SOURCE EXCERPT:
════════════════════

See :ref:`Coordinate conventions <numpy-images-coordinate-conventions>`
for more details.
.. deprecated:: 0.16.0
Use "rc" coordinates everywhere. It may be sufficient to call
``numpy.transpose`` on your label image to get the same values as
0.15 and earlier. However, for some properties, the transformation
will be less trivial. For example, the new orientation is
:math:`\frac{\pi}{2}` plus the old orientation.
extra_properties : Iterable of callables
Add extra property computation functions that are not included with
skimage. The name of the property is derived from the function name,
the dtype is inferred by calling the function on a small sample.
If the name of an extra property clashes with the name of an existing
property the extra property wil not be visible and a UserWarning is
issued. A property computation function must take a region mask as its
first argument. If the property requires an intensity image, it must
accept the intensity image as the second argument.
Returns
-------
properties : list of RegionProperties
Each item describes one labeled region, and can be accessed using the
attributes listed below.
Notes
-----
The following properties can be accessed as attributes or keys:
**area** : int
Number of pixels of the region.
**area_bbox** : int
Number of pixels of bounding box.
**area_convex** : int
Number of pixels of convex hull image, which is the smallest convex
polygon that encloses the region.
**area_filled** : int
Number of pixels of the region will all the holes filled in. Describes
the area of the image_filled.
**axis_major_length** : float
The length of the major axis of the ellipse that has the same
normalized second central moments as the region.
**axis_minor_length** : float
The length of the minor axis of the ellipse that has the same
normalized second central moments as the region.
**bbox** : tuple
Bounding box ``(min_row, min_col, max_row, max_col)``.
Pixels belonging to the bounding box are in the half-open interval
``[min_row; max_row)`` and ``[min_col; max_col)``.
**centroid** : array
Centroid coordinate tuple ``(row, col)``.
**centroid_local** : array
Centroid coordinate tuple ``(row, col)``, relative to region bounding
box.
**centroid_weighted** : array
Centroid coordinate tuple ``(row, col)`` weighted with intensity
image.
**centroid_weighted_local** : array
Centroid coordinate tuple ``(row, col)``, relative to region bounding
box, weighted with intensity image.
**coords** : (N, 2) ndarray
Coordinate list ``(row, col)`` of the region.
**eccentricity** : float
Eccentricity of the ellipse that has the same second-moments as the
region. The eccentricity is the ratio of the focal distance
(distance between focal points) over the major axis length.
The value is in the interval [0, 1).
When it is 0, the ellipse becomes a circle.
**equivalent_diameter_area** : float
The diameter of a circle with the same area as the region.
**euler_number** : int
Euler characteristic of the set of non-zero pixels.
Computed as number of connected components subtracted by number of
holes (input.ndim connectivity). In 3D, number of connected
components plus number of holes subtracted by number of tunnels.

════════════════════

RECORDS PROVIDED:

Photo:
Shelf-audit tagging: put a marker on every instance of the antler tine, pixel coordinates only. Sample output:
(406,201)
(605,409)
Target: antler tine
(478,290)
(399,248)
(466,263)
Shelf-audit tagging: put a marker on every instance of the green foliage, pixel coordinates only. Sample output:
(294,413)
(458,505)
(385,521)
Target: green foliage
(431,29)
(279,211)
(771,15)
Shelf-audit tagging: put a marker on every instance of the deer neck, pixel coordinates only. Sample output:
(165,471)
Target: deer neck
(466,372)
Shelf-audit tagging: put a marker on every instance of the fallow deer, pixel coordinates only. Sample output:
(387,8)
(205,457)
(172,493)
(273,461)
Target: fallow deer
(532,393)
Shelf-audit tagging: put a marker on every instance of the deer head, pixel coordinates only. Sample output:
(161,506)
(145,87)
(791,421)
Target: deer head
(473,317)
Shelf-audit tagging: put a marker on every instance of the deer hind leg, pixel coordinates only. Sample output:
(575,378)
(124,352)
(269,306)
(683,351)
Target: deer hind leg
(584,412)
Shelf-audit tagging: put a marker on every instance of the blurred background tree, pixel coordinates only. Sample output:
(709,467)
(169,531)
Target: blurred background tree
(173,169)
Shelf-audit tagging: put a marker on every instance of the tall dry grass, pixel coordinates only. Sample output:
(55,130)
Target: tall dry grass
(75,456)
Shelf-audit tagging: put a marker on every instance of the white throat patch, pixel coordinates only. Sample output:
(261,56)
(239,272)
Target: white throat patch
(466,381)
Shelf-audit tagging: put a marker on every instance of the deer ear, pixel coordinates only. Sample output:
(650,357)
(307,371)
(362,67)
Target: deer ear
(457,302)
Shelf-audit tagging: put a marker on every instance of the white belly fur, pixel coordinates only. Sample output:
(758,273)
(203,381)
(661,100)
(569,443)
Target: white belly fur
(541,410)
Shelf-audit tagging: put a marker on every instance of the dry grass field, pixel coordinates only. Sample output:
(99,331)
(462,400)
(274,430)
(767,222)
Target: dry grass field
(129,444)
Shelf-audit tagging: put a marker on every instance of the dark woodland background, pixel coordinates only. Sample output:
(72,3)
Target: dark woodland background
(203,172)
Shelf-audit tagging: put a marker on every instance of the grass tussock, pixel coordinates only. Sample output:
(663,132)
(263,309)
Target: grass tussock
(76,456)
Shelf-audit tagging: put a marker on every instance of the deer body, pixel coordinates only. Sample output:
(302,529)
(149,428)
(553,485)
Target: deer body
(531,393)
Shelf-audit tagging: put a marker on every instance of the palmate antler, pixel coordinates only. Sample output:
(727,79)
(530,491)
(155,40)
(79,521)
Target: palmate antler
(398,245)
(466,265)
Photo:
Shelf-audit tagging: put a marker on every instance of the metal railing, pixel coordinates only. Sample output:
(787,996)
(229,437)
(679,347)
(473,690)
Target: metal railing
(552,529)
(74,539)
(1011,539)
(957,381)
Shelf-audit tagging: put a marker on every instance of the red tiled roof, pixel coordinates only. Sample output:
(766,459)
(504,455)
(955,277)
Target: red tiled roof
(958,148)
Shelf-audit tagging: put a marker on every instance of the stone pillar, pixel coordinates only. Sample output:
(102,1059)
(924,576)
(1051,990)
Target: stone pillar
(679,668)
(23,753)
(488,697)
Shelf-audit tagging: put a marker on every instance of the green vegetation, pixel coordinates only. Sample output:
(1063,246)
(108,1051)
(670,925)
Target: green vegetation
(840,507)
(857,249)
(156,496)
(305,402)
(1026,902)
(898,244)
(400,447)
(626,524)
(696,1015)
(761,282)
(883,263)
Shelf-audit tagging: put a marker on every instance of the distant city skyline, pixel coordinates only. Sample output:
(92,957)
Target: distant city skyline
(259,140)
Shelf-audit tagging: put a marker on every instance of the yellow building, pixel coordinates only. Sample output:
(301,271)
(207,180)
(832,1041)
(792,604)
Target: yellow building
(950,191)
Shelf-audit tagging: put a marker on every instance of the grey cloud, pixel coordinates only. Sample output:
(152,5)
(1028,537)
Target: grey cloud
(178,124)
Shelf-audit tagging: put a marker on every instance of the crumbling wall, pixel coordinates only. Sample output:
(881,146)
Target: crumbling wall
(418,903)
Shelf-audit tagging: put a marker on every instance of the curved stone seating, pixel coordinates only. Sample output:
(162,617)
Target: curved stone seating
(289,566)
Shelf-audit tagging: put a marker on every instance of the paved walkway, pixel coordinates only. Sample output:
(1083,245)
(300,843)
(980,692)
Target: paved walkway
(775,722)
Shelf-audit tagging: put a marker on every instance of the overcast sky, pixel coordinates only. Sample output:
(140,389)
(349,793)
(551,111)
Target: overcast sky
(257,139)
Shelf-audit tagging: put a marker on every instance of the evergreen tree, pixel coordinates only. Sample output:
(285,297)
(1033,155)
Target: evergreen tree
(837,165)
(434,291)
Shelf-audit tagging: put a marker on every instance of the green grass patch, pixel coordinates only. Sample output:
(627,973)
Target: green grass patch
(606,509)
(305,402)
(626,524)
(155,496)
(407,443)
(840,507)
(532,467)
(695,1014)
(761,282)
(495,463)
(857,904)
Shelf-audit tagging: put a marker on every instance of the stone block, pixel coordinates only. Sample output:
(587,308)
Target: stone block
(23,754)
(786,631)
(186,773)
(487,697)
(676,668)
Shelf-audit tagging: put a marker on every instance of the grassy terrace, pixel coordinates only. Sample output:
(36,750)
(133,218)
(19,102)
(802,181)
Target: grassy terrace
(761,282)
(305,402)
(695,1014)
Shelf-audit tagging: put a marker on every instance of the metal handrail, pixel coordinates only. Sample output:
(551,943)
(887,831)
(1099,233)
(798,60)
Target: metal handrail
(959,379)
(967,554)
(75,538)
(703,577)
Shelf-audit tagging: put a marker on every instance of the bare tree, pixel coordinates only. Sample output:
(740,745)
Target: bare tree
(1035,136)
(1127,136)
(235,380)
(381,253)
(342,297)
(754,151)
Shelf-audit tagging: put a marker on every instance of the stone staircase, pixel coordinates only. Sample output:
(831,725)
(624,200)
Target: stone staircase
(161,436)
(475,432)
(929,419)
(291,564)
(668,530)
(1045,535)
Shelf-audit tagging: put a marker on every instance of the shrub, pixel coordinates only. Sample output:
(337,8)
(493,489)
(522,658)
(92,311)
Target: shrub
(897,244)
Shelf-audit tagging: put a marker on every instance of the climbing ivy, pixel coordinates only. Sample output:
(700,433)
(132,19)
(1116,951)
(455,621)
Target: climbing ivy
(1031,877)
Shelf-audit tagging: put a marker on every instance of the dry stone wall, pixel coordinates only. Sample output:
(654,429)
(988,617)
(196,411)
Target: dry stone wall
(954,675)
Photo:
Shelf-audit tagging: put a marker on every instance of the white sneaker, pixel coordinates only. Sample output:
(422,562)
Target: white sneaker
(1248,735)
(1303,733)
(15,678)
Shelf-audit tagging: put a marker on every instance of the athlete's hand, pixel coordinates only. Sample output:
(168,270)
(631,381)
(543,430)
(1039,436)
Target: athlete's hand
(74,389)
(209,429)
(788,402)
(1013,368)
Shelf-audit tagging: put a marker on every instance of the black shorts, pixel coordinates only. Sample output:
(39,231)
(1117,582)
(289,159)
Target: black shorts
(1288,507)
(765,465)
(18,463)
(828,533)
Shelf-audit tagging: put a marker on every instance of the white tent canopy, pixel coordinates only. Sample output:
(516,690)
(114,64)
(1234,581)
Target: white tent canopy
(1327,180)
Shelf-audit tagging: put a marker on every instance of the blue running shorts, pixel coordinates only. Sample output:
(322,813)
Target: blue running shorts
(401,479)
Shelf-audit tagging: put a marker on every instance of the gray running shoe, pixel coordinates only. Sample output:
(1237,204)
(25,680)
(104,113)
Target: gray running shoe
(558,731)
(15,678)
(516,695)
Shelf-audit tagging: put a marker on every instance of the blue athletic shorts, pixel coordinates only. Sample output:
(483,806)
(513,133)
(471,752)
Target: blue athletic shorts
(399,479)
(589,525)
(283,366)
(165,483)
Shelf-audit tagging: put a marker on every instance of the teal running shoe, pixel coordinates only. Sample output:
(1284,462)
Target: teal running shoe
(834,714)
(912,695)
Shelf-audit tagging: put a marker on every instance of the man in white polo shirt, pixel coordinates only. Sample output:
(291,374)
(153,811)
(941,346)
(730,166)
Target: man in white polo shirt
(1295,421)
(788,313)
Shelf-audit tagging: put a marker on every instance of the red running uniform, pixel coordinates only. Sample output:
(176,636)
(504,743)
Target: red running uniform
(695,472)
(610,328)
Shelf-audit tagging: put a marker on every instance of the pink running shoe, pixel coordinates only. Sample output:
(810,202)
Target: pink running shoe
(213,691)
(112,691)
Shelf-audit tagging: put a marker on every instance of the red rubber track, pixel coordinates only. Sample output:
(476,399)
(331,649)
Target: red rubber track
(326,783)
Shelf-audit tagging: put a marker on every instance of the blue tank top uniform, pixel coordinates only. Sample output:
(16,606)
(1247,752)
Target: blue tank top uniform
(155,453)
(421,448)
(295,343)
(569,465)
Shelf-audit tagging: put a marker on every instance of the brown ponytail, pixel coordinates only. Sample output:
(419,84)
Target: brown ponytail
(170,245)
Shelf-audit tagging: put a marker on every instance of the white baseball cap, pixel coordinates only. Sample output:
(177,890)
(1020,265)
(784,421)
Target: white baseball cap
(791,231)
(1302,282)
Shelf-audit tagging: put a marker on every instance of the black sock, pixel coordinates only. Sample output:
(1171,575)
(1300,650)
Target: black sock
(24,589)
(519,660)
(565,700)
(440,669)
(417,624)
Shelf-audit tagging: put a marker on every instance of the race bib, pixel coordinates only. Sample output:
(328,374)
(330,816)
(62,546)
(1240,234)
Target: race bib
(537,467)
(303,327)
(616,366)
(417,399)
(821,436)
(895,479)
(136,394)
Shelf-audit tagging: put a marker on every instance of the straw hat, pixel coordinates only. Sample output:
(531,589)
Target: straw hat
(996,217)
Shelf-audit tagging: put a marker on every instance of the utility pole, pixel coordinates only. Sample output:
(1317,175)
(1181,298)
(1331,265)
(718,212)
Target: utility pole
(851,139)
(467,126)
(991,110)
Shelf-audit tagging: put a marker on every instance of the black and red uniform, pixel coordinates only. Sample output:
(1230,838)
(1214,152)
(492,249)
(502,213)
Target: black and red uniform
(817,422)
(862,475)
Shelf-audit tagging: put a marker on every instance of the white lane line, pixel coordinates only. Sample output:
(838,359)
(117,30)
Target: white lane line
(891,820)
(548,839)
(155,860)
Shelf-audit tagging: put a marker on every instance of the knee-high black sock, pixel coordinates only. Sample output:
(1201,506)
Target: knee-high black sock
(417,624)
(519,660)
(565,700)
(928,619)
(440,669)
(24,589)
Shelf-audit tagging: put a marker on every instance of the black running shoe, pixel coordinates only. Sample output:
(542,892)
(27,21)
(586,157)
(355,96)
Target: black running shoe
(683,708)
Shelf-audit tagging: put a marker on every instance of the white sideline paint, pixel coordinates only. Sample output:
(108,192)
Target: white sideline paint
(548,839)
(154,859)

════════════════════

TASKS TO CARRY OUT:
(a) Reproduce the region properties documentation starting with "Computed as number" and going on through "number of tunnels.", renaming "tunnels" to "cavities" wherever it occurs.
(b) According to the region properties documentation, what must a property computation function take as its first argument?
The material shown here stands apart from the region properties documentation.

FINAL ANSWERS:
(a)
Computed as number of connected components subtracted by number of
holes (input.ndim connectivity). In 3D, number of connected
components plus number of holes subtracted by number of cavities.

(b) A region mask.